Written problem A:
In the parliamentary debate excerpt, what post was the speaker named to by the King while very young?
Written problem B:
Repeat the parliamentary debate excerpt word for word from "Mr. Rigby declared, he" to "prevent ill humour.".

Excerpt to read:
With regard to his offer to raise a regi ment in times of public difficulty like the present, when his country was at war with nearly half the world, he had thought his offering to assist by raising a regiment, was by no means such conduct as was likely to draw on him a public censure, more especially a censure from peers in parliament; and he was sure that House, if they knew the service for which his regiment was destined, would not think he merited the unhandsome attack that had been made on him. He went on thus; I know it is irregular to take notice here of what passed elsewhere; but it is the privilege of those who are aspersed, to wipe out the imputation. It is the object of my life to deserve the approbation of this House and of my country. It is the duty of this House to know, that those men who sit here, and who are raised to the command of regiments, in times like the present, are not such men as I have

been described. I was named while very young, by the King, secretary to the embassy at Paris-an appointment so honourable, with regard to business, emolument, and situation, that I did not expect it would have procured me the title of clerk, especially from a noble duke (of Richmond) whose brother held the same office; and from a noble earl, who, as well as that duke, having been at the head of the diplomatic affairs of this country, as secretary of state, must have known the falsehood of his own assertion. That noble earl-I mean the earl of Shelburne

Mr. Fox called to order, and said, he could not sit still and hear gentlemen proceed in so unparliamentary a manner, to state what was said in another House, and to mention peers by name; it was contrary to every rule in parliament, and ought not to be endured. He spoke of the impossibility of the House knowing whether the words alluded to were really spoken, as the hon. gentleman had been informed they had, and argued the impropriety of considering what was said in debate as a private and personal attack. He begged once for all to declare, that if such a custom prevailed, the freedom of debate must cease; and contended, that the most essential of all the rights of parliament would be lost, if gentlemen were to suppose, that when their names and public conduct were mentioned, a personal af. front was intended. He declared his regard for the noble lord alluded to, and hoped he should stand excused for having laid down a doctrine, which he was confident ought implicitly to be adopted.

Mr. Rigby declared, he subscribed most fully to the doctrine; but he was exceedingly astonished to hear it from the hon. gentleman's mouth, because no one member, he said, had so frequently been guilty of that violation as the hon. gentleman. He then explained what the custom of parliament was, ever since he had known parliament, and wished it was more strictly adhered to, because it would not only preserve the freedom of debate, but preserve regularity, and prevent ill humour.

Lord North said, that it was certainly wrong, to mention in that House or the other, the name of any member elsewhere. There were some occasions, however, which would justify it, and he thought the case of the hon. gentleman one. His lordship paid Mr. Fullarton great compliments, and declared he had done himself great honour, even though he had taken the

wrong opportunity to clear himself. He recommended the hon. gentleman to treat all personal attacks with indifference and contempt. Noble lords in another place were very apt to be personal, and they very often made free with him. Among other names, one of them had lately called him "a thing." The appellation, however contemptibly meant, was certainly truly applied; he was a thing. But the noble lord who had applied it to him had put an addition to it. He had said, he was "a thing called a minister." A moment's consideration, said his lordship, convinced me that this ought not to be considered as an affront, because a moment's consideration reminded me that the noble lord, who had dubbed me "a thing called a minister," would not have the smallest objection to become that very "thing" himself.

Image point annotation entries:
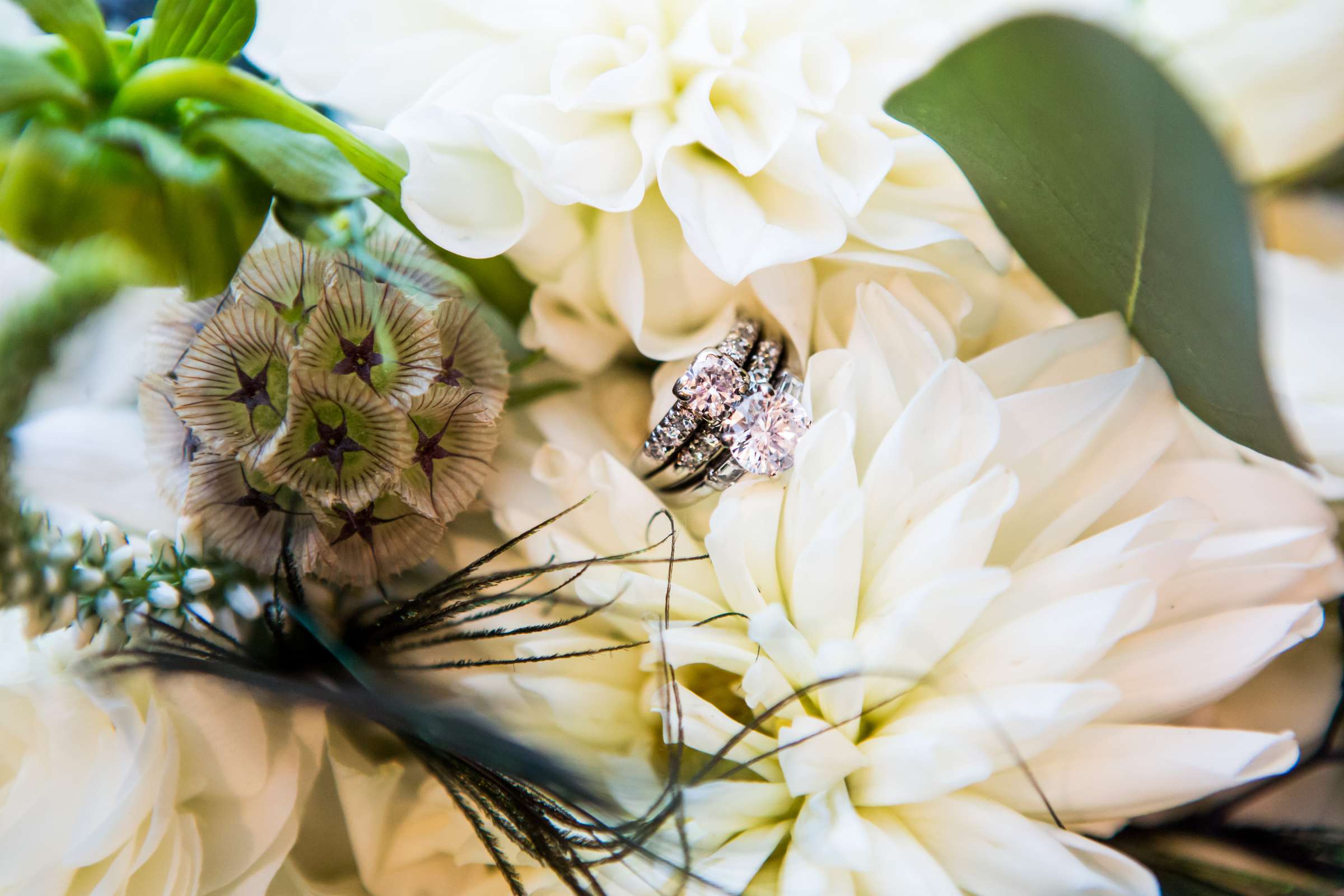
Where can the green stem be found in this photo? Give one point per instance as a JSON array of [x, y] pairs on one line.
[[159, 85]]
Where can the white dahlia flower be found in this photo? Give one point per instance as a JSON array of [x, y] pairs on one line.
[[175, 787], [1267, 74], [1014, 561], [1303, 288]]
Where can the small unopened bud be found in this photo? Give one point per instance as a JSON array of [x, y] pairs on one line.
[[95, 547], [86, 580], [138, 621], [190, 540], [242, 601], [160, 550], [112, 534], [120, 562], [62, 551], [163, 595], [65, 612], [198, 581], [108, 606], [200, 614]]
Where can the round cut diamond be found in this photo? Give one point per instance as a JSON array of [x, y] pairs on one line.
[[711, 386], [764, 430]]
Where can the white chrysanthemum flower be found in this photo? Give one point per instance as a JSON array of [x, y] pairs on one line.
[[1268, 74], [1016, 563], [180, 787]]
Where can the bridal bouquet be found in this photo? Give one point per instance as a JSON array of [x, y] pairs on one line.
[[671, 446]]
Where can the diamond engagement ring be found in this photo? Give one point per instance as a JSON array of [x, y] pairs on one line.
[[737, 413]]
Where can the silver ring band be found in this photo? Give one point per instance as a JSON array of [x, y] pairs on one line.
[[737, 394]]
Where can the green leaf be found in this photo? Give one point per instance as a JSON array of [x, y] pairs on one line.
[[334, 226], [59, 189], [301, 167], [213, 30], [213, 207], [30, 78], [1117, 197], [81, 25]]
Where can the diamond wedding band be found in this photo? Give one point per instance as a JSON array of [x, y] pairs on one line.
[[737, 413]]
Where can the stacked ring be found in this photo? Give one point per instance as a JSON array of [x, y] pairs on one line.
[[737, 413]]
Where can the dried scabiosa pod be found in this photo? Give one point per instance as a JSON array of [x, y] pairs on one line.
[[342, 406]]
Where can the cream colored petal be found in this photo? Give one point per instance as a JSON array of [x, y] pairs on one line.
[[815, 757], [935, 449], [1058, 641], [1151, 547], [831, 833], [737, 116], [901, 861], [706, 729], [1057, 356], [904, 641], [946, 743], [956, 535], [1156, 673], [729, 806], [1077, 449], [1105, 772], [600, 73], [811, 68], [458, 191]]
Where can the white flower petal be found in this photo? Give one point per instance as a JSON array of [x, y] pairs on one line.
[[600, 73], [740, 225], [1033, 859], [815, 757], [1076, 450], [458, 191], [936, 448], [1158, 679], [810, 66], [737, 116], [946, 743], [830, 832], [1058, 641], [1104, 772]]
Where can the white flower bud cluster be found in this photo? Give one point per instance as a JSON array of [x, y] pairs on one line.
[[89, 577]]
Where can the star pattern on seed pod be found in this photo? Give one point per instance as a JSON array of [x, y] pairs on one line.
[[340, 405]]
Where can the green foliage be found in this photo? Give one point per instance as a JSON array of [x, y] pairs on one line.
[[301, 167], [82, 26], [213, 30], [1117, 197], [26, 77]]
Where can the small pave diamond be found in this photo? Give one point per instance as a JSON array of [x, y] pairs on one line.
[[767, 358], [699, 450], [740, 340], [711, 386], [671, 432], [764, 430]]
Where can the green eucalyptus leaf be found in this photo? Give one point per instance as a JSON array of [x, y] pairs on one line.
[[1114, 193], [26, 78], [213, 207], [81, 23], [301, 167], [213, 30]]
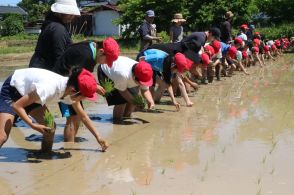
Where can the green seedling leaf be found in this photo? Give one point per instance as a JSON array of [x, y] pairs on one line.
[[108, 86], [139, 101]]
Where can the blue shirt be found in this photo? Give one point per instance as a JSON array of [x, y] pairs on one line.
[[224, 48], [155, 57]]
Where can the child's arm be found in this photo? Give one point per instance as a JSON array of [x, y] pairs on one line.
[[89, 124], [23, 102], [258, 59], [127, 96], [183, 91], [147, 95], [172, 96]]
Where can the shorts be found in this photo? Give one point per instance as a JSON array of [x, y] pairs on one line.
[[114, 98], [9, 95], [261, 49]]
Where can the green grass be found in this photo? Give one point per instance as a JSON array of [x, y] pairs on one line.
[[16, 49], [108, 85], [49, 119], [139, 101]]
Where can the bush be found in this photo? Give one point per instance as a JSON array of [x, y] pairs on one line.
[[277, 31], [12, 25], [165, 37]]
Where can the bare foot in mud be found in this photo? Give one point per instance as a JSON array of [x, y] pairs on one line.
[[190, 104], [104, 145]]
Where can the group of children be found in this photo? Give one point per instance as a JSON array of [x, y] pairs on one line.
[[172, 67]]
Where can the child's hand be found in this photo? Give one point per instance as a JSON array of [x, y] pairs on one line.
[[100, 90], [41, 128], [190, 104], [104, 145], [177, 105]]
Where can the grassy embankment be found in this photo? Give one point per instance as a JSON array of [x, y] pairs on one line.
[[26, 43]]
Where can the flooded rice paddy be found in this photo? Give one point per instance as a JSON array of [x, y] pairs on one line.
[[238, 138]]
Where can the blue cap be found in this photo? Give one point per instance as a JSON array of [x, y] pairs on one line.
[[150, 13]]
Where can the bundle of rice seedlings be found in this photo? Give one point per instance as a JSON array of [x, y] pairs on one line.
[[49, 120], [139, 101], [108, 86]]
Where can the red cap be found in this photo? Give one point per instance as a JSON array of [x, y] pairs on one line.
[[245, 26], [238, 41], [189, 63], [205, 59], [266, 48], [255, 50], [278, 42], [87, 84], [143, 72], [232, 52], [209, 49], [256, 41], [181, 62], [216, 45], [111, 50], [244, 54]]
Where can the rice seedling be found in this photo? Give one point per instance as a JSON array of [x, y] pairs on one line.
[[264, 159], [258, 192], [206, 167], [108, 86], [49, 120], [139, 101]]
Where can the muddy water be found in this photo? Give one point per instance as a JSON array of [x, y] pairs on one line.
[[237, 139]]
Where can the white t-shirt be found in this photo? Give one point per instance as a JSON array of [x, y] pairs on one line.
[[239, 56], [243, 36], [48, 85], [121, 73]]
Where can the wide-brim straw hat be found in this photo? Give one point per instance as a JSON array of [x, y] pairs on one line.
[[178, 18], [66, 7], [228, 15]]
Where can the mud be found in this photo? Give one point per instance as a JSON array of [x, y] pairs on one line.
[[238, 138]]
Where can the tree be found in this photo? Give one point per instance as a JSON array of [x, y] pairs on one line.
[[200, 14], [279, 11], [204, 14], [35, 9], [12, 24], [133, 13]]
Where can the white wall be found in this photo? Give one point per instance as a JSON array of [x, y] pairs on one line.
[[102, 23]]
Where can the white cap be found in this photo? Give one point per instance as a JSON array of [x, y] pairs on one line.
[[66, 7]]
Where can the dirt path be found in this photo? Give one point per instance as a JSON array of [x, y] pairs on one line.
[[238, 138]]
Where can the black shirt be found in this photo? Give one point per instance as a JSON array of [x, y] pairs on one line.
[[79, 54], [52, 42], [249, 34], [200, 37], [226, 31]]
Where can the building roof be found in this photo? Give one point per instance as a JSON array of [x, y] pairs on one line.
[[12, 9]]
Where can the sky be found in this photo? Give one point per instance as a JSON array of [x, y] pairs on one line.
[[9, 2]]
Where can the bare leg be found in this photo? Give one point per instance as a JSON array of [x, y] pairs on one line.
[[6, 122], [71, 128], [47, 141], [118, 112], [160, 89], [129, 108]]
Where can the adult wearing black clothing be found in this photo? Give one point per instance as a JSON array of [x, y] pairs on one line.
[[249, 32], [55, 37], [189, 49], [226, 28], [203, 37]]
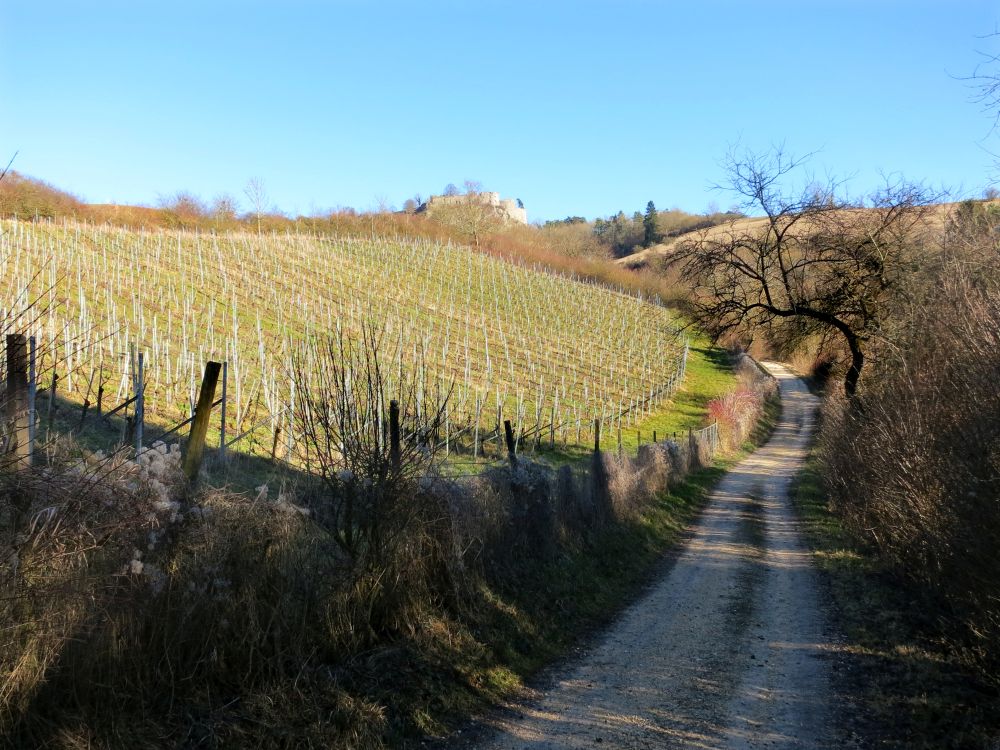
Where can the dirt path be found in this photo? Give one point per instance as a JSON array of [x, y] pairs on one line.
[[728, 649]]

Task answer A:
Secretary to the embassy at Paris.

Task answer B:
Mr. Rigby declared, he subscribed most fully to the doctrine; but he was exceedingly astonished to hear it from the hon. gentleman's mouth, because no one member, he said, had so frequently been guilty of that violation as the hon. gentleman. He then explained what the custom of parliament was, ever since he had known parliament, and wished it was more strictly adhered to, because it would not only preserve the freedom of debate, but preserve regularity, and prevent ill humour.